TEXT SEGMENT ::
»»

Unraveling the relationship between large-magnitude extensibility of Lamian dough with gluten molecular interactions and subunit composition

Abstract

The relationship between large-magnitude dough extensibility with gluten molecular interactions and subunit compositions were studied. Dough extensibility, a critical property for Lamian making, was achieved by adding sodium metabisulfite (SMBS) and improved by decreasing the pH level (6.3), which was indicated by the decrease in tensile force and increase in tensile distance. However, the loss of dough extensibility was induced by the prolonged resting time, which was more pronounced for doughs at low SMBS addition (0.005 %) and high pH value (10.8 and 13.0). Changes in the intermolecular forces and gluten subunits were associated with the loss of dough extensibility, accompanied with a fragmented gluten network. As the resting time increased, doughs at low SMBS addition and high pH showed decreases in free sulfhydryl groups and sodium dodecyl sulphate-extractable protein (SDS-EP) and increases in disulfide bonds. Increasing ionic bonds at high alkaline pH also contributed to high tensile stress and low tensile strain. The extractability of gliadin and D-low-molecular-weight glutenin subunits decreased at high pH value. Optimal level of disulfide and hydrogen bonds along with an appropriate gluten subunit distribution would play a constructive role in improving the large-magnitude dough extensibility.

««

SUPPLIED DATA ::
»»

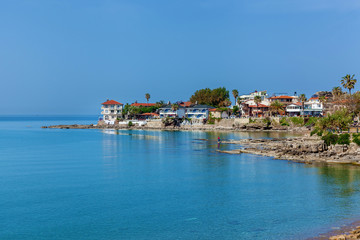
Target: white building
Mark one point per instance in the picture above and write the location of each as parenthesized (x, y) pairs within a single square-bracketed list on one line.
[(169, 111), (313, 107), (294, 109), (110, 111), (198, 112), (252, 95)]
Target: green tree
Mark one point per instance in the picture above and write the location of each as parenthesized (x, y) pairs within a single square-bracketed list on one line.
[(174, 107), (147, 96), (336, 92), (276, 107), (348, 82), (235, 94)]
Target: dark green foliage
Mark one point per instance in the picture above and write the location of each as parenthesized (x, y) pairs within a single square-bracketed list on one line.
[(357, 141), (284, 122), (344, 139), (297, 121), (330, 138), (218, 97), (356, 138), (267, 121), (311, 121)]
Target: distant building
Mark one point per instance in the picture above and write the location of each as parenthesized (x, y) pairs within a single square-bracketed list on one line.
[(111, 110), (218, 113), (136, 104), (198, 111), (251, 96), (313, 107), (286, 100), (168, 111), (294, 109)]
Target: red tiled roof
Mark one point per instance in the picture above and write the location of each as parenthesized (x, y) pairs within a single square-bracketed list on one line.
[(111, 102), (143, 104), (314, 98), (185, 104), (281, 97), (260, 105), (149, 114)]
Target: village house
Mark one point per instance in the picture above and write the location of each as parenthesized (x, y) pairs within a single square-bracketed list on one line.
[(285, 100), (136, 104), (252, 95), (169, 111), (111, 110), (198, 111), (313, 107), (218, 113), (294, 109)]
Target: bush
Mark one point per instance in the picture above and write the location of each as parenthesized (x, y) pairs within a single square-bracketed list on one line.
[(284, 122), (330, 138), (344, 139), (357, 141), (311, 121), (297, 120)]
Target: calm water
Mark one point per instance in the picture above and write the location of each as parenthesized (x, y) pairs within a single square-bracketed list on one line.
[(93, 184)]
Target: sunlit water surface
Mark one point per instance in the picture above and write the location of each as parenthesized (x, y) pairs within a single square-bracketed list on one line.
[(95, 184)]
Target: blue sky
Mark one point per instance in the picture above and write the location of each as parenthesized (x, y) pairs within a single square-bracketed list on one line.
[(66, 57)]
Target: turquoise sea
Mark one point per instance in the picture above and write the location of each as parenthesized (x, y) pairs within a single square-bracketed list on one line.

««

WHAT THE TASK REQUIRES :: Condense the Lamian dough abstract's paragraph beginning "The relationship between large-magnitude dough extensibility" into a short bulleted list that keeps its main findings.

EXERCISE ANSWER ::
- The study examined how large-magnitude dough extensibility relates to gluten molecular interactions and subunit composition.
- Adding sodium metabisulfite (SMBS) produced the extensibility needed for Lamian. Lowering the pH to 6.3 improved it, shown by lower tensile force and greater tensile distance.
- Longer resting time reduced extensibility, most strongly at low SMBS (0.005 %) and high pH (10.8 and 13.0).
- This loss was linked to changes in intermolecular forces and gluten subunits, along with a fragmented gluten network.
- As resting time increased, doughs with low SMBS and high pH lost free sulfhydryl groups and SDS-extractable protein and gained disulfide bonds.
- More ionic bonds at high alkaline pH added to high tensile stress and low tensile strain.
- At high pH, gliadin and D-low-molecular-weight glutenin subunits became less extractable.
- Optimal levels of disulfide and hydrogen bonds, with an appropriate gluten subunit distribution, would help improve extensibility.